- Task input
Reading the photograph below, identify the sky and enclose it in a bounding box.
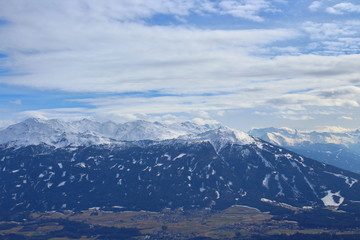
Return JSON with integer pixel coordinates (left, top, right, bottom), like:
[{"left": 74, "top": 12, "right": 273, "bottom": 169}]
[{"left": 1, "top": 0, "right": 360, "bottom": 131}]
---
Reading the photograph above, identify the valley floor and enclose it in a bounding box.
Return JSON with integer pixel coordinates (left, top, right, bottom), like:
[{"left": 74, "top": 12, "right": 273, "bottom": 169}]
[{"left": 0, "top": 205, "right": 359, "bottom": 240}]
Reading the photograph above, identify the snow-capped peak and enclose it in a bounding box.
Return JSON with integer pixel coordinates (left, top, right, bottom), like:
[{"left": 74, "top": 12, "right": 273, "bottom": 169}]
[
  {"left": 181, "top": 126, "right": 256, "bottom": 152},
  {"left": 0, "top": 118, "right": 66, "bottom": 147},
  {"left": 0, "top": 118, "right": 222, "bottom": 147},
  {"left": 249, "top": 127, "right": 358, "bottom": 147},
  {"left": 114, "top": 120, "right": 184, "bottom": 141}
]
...
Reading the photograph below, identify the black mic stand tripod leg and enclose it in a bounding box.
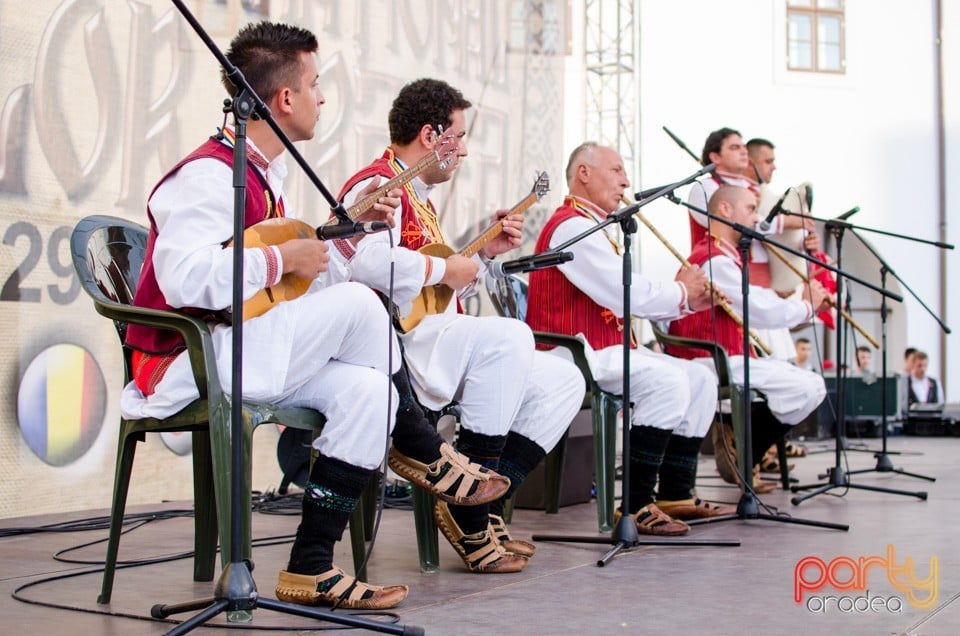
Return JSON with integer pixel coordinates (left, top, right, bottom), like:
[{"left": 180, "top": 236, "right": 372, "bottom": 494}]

- Task brief
For the word "identify", tally the lines above that hold it and answer with the number alone.

- Exercise result
4